Collected data:
↓

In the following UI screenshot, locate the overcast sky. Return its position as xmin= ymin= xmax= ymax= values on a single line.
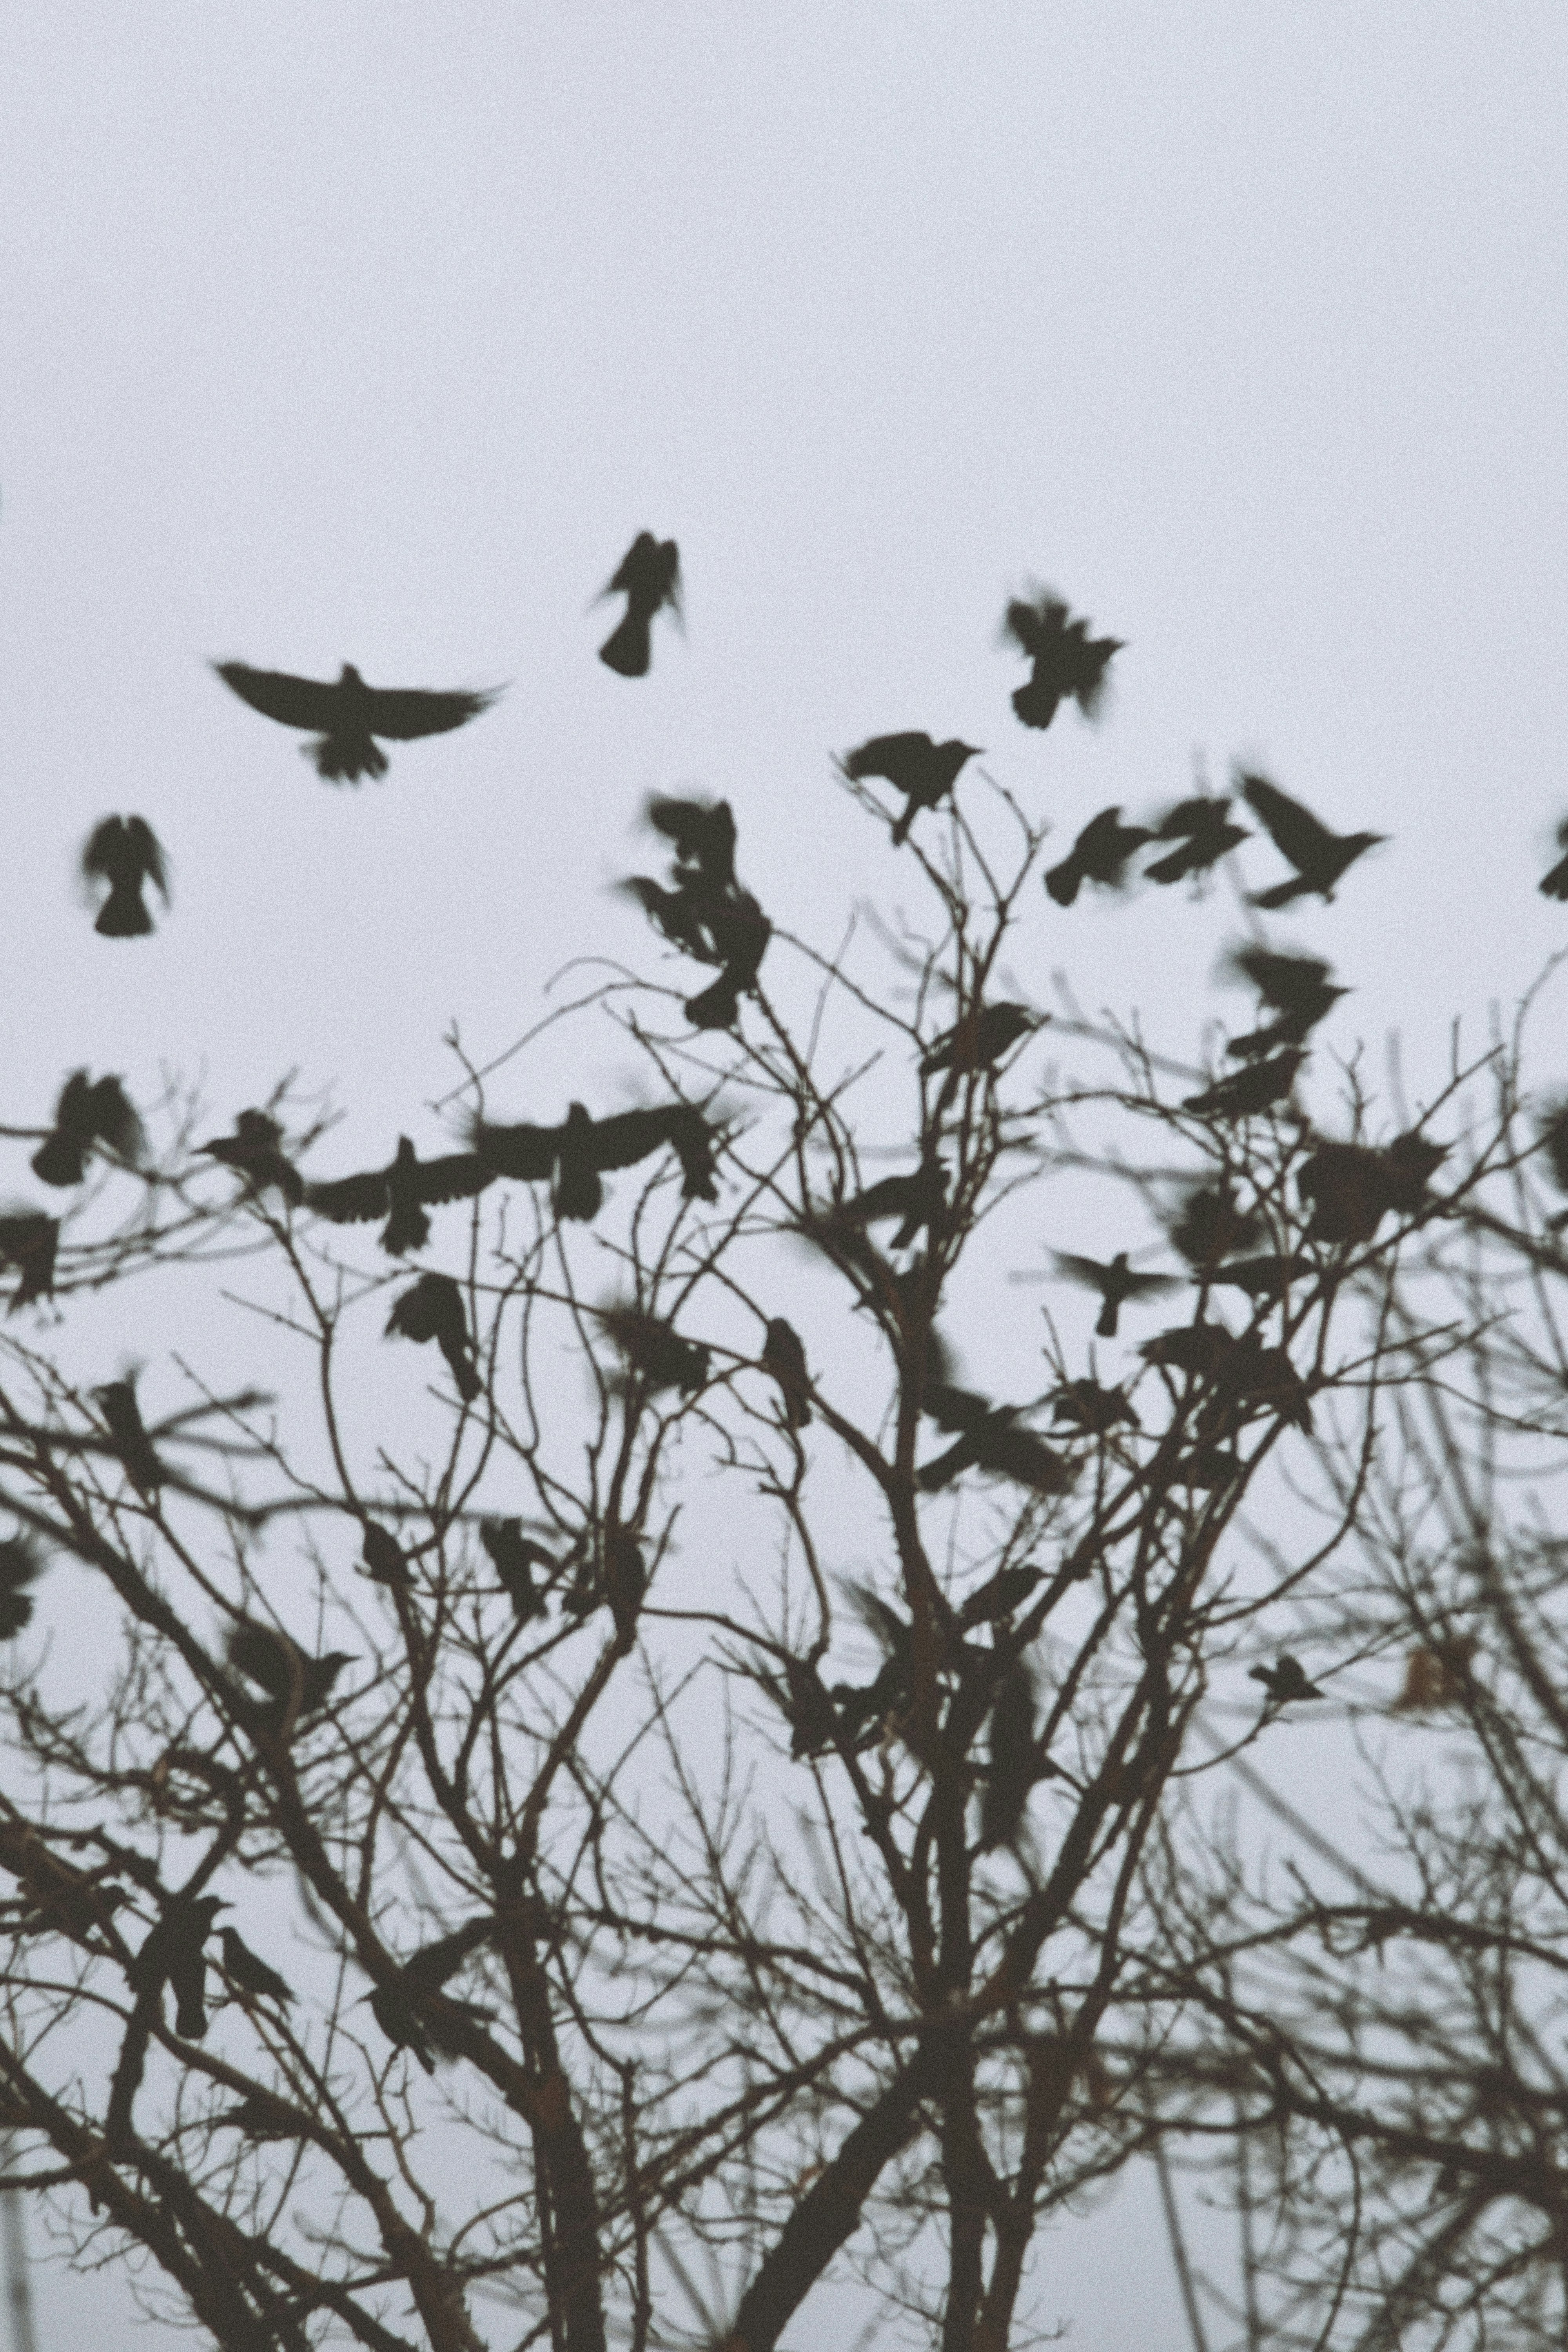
xmin=2 ymin=9 xmax=1566 ymax=2345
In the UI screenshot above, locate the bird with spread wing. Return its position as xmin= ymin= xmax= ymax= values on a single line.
xmin=306 ymin=1135 xmax=493 ymax=1256
xmin=214 ymin=660 xmax=500 ymax=783
xmin=470 ymin=1099 xmax=719 ymax=1223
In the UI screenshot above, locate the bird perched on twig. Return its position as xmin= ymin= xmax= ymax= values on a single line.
xmin=218 ymin=1926 xmax=294 ymax=2006
xmin=603 ymin=1530 xmax=647 ymax=1646
xmin=1001 ymin=590 xmax=1123 ymax=731
xmin=1201 ymin=1252 xmax=1314 ymax=1301
xmin=840 ymin=733 xmax=982 ymax=847
xmin=81 ymin=817 xmax=169 ymax=936
xmin=1240 ymin=772 xmax=1386 ymax=908
xmin=598 ymin=533 xmax=682 ymax=677
xmin=1048 ymin=1250 xmax=1178 ymax=1339
xmin=1249 ymin=1653 xmax=1325 ymax=1706
xmin=1144 ymin=795 xmax=1249 ymax=887
xmin=919 ymin=1383 xmax=1076 ymax=1497
xmin=385 ymin=1273 xmax=481 ymax=1403
xmin=0 ymin=1213 xmax=58 ymax=1312
xmin=761 ymin=1317 xmax=811 ymax=1429
xmin=1049 ymin=1379 xmax=1139 ymax=1435
xmin=197 ymin=1109 xmax=304 ymax=1204
xmin=227 ymin=1622 xmax=353 ymax=1736
xmin=0 ymin=1535 xmax=49 ymax=1639
xmin=921 ymin=1002 xmax=1042 ymax=1078
xmin=306 ymin=1134 xmax=492 ymax=1255
xmin=32 ymin=1071 xmax=143 ymax=1188
xmin=956 ymin=1564 xmax=1044 ymax=1628
xmin=598 ymin=1307 xmax=711 ymax=1398
xmin=214 ymin=660 xmax=499 ymax=783
xmin=480 ymin=1521 xmax=555 ymax=1621
xmin=1183 ymin=1049 xmax=1305 ymax=1122
xmin=1222 ymin=944 xmax=1349 ymax=1060
xmin=834 ymin=1157 xmax=949 ymax=1251
xmin=1298 ymin=1132 xmax=1446 ymax=1244
xmin=1045 ymin=807 xmax=1152 ymax=906
xmin=360 ymin=1523 xmax=412 ymax=1589
xmin=470 ymin=1098 xmax=719 ymax=1224
xmin=128 ymin=1893 xmax=230 ymax=2040
xmin=95 ymin=1379 xmax=163 ymax=1500
xmin=1165 ymin=1181 xmax=1264 ymax=1272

↑

Retype the records above exactly. Leave the pictures out.

In the following UI screenshot, locate the overcast sky. Return its position as xmin= ymin= xmax= ymax= values on a single line.
xmin=2 ymin=9 xmax=1566 ymax=2345
In the UI screenshot above, locate the bird with spread wing. Return its position as xmin= ymin= xmax= ymax= values on a single line.
xmin=306 ymin=1135 xmax=493 ymax=1256
xmin=214 ymin=660 xmax=500 ymax=783
xmin=470 ymin=1099 xmax=719 ymax=1223
In the UI screenshot above, locate the bird perched on twig. Return its position as xmin= ymin= xmax= ymax= values on a single line.
xmin=218 ymin=1926 xmax=294 ymax=2006
xmin=603 ymin=1530 xmax=647 ymax=1646
xmin=1001 ymin=590 xmax=1123 ymax=731
xmin=1201 ymin=1252 xmax=1314 ymax=1301
xmin=840 ymin=733 xmax=982 ymax=847
xmin=81 ymin=817 xmax=169 ymax=936
xmin=1240 ymin=772 xmax=1386 ymax=908
xmin=598 ymin=533 xmax=682 ymax=677
xmin=1048 ymin=1250 xmax=1178 ymax=1339
xmin=1249 ymin=1653 xmax=1325 ymax=1706
xmin=1144 ymin=795 xmax=1249 ymax=887
xmin=919 ymin=1383 xmax=1076 ymax=1497
xmin=385 ymin=1273 xmax=481 ymax=1403
xmin=0 ymin=1213 xmax=58 ymax=1312
xmin=761 ymin=1317 xmax=811 ymax=1429
xmin=1049 ymin=1379 xmax=1139 ymax=1435
xmin=197 ymin=1109 xmax=304 ymax=1204
xmin=227 ymin=1622 xmax=353 ymax=1736
xmin=0 ymin=1535 xmax=49 ymax=1639
xmin=921 ymin=1002 xmax=1042 ymax=1078
xmin=306 ymin=1134 xmax=492 ymax=1255
xmin=32 ymin=1071 xmax=143 ymax=1188
xmin=956 ymin=1564 xmax=1044 ymax=1628
xmin=598 ymin=1307 xmax=711 ymax=1398
xmin=214 ymin=660 xmax=499 ymax=783
xmin=480 ymin=1521 xmax=555 ymax=1621
xmin=1183 ymin=1049 xmax=1305 ymax=1122
xmin=1222 ymin=944 xmax=1349 ymax=1060
xmin=834 ymin=1157 xmax=949 ymax=1251
xmin=1298 ymin=1132 xmax=1446 ymax=1244
xmin=1045 ymin=807 xmax=1152 ymax=906
xmin=360 ymin=1523 xmax=412 ymax=1589
xmin=470 ymin=1098 xmax=719 ymax=1224
xmin=128 ymin=1893 xmax=230 ymax=2040
xmin=95 ymin=1379 xmax=163 ymax=1500
xmin=1165 ymin=1181 xmax=1264 ymax=1272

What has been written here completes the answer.